**Problem to work on:** The expected output is the data below, restated word for word.

::: Materials provided :::

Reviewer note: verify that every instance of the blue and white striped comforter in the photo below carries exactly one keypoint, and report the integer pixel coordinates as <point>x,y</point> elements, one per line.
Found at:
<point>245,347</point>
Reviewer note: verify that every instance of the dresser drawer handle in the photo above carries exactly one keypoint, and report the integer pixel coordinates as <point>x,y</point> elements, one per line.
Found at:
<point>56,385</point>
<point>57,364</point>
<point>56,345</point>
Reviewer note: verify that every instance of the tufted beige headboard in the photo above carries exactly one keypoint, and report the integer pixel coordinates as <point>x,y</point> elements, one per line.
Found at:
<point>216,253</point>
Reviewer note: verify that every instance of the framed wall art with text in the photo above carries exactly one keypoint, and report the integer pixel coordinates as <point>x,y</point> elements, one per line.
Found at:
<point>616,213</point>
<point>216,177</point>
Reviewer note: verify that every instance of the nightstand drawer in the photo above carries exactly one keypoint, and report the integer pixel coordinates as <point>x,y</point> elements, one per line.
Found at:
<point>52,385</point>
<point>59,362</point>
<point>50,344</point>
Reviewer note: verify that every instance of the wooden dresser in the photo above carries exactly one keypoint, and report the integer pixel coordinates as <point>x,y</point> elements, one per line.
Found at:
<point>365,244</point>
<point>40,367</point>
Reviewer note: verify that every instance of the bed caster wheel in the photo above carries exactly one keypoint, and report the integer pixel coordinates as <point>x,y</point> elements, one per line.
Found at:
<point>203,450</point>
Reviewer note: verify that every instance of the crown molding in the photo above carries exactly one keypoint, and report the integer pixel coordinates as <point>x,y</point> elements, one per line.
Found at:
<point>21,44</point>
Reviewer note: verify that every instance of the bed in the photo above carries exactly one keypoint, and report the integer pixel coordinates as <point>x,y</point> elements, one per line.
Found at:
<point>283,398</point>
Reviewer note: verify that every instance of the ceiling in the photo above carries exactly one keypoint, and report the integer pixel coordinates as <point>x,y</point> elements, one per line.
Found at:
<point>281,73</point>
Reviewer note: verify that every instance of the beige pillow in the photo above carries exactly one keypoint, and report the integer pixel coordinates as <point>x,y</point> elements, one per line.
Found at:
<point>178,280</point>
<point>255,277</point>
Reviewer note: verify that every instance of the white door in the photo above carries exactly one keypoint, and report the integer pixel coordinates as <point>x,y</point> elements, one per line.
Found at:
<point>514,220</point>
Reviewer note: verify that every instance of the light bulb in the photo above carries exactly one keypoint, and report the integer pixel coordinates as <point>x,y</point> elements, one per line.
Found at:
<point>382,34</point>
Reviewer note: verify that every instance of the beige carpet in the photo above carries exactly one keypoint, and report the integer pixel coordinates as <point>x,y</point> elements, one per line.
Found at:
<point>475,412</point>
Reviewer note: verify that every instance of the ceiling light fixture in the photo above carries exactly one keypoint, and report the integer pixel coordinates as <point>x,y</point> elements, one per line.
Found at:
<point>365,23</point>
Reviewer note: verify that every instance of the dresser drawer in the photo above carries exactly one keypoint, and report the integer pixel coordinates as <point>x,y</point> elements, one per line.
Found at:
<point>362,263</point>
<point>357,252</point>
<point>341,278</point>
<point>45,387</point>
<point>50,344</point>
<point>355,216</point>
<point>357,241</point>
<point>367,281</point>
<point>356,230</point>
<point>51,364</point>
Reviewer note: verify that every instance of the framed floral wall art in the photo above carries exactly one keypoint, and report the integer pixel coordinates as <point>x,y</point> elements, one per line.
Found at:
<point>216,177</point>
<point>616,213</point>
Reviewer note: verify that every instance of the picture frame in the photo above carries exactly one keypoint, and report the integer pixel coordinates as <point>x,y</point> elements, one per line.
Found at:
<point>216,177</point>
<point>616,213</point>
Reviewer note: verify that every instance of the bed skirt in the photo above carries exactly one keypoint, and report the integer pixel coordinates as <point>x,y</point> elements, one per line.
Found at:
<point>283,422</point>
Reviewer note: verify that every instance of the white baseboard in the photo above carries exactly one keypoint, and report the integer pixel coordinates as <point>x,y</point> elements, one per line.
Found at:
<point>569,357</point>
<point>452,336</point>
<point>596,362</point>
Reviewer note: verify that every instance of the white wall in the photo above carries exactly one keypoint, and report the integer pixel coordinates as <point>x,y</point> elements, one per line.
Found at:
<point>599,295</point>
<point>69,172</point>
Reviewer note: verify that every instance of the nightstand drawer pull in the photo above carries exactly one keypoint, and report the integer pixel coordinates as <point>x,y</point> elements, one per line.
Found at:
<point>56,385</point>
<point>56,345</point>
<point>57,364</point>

:::

**Result:**
Reviewer note: verify that every instance of the blue and white striped comforter in the photo below carries exactly one keypoint, and report the integer pixel coordinates as <point>x,y</point> elements, one per line.
Found at:
<point>245,347</point>
Reviewer note: verify that every instance of the dresser drawer handle in the photo above carries exactly one keypoint, and report the integer pixel coordinates as <point>x,y</point> elements, one per line.
Found at:
<point>56,385</point>
<point>57,364</point>
<point>56,345</point>
Reviewer note: verify that every instance of the tufted beige headboard in the photo above carries exactly one keypoint, and report the integer pixel coordinates as <point>x,y</point> elements, one per line.
Found at:
<point>216,253</point>
Reviewer note: verify that every instance of the framed wall art with text in the photo above carries exactly one keypoint, and report the integer pixel coordinates as <point>x,y</point> elements, one per line.
Found at:
<point>616,213</point>
<point>216,177</point>
Reviewer note: verify that every instance of the nightstand drawer in the photo above carries exactly one keypoint, and report the integer pixel coordinates as <point>x,y</point> elements, one per line.
Found at:
<point>52,385</point>
<point>59,362</point>
<point>50,344</point>
Reviewer note: verify that every instance of the wooden dresser in the photo above carries exactly one keypoint, and report the integer pixel coordinates as <point>x,y</point> elements, one per line.
Found at:
<point>365,244</point>
<point>40,367</point>
Reviewer note: verify that every instance of the bed caster wheel in the photo above carries exactly one keypoint, and report the integer pixel coordinates as <point>x,y</point> elements, one per line.
Found at:
<point>203,450</point>
Reviewer note: verify that every instance of the crown molding in the photo above carries exactly one keypoint, and report the integer pixel coordinates as <point>x,y</point> elements, one per line.
Found at:
<point>21,44</point>
Reviewer note: verify that every instance of the bed in the photo above carries exactly one keypoint, and report the integer pixel coordinates as <point>x,y</point> elements, one per line.
Found at:
<point>283,398</point>
Reviewer note: verify that every instance of the ceiling in the photo above carries exactly one keypoint, and report the integer pixel coordinates as <point>x,y</point> elements, one per line.
Found at:
<point>281,73</point>
Reviewer note: verify that every instance of the beige pillow in the photo above carries exactly one keypoint, and report the integer pixel coordinates as <point>x,y</point> elements, one per line.
Found at:
<point>178,280</point>
<point>255,277</point>
Reviewer note: verify that every instance of the white door in the photo above carries exactly one keypoint, and report the integer pixel coordinates as <point>x,y</point> elements, one per line.
Found at:
<point>514,220</point>
Reviewer note: verify that every instance of the light bulb in the photo above carries exactly one keypoint, and report the integer pixel coordinates as <point>x,y</point> elements, one per line.
Found at:
<point>382,34</point>
Reviewer note: verify that every instance of the beige carpet in the photo above carries exactly one keypoint, and report the integer pixel coordinates as <point>x,y</point> elements, one per line.
Found at:
<point>475,412</point>
Reviewer note: verify that every instance of the ceiling light fixture in the photo above carries exactly one keypoint, and report the integer pixel coordinates as <point>x,y</point> elements, one per line.
Found at:
<point>365,23</point>
Reviewer note: verify that every instance of the dresser drawer in the photo above carries exactly one keypoint, and report the integer pixel coordinates as <point>x,y</point> elements, one per line.
Found at:
<point>362,263</point>
<point>357,252</point>
<point>341,278</point>
<point>45,387</point>
<point>50,344</point>
<point>355,216</point>
<point>357,241</point>
<point>367,281</point>
<point>356,230</point>
<point>51,364</point>
Reviewer note: verify that every instance of the framed floral wall art in the photo above carries exactly one keypoint, and report the integer pixel coordinates as <point>x,y</point> elements, one per line.
Found at:
<point>216,177</point>
<point>616,213</point>
Reviewer note: verify that every instance of the picture frame in the photo above carries exactly one keypoint, and report the integer pixel coordinates as <point>x,y</point> elements, one per line.
Found at:
<point>216,177</point>
<point>616,213</point>
Reviewer note: verify that every instance of the bed skirt in the photo above carries exactly one keypoint, and report the integer pixel coordinates as <point>x,y</point> elements, one per line.
Found at:
<point>283,422</point>
Reviewer note: verify that every instance of the white baseboard in the photo above carries exactly one keypoint, and report the integer pixel coordinates as <point>x,y</point> elements, one per line.
Found at:
<point>569,357</point>
<point>452,336</point>
<point>596,362</point>
Reviewer note: verify that every instance of the white wall in the photo above carries exactly one keypoint, and report the integer pixel coordinates as <point>x,y</point> elements, one per line.
Found at:
<point>599,295</point>
<point>69,172</point>
Reviewer note: verify that every instance of the nightstand drawer pull in the photo above carries exactly one keypoint, and report the integer pixel coordinates as <point>x,y</point> elements, one per line.
Found at:
<point>56,385</point>
<point>56,345</point>
<point>57,364</point>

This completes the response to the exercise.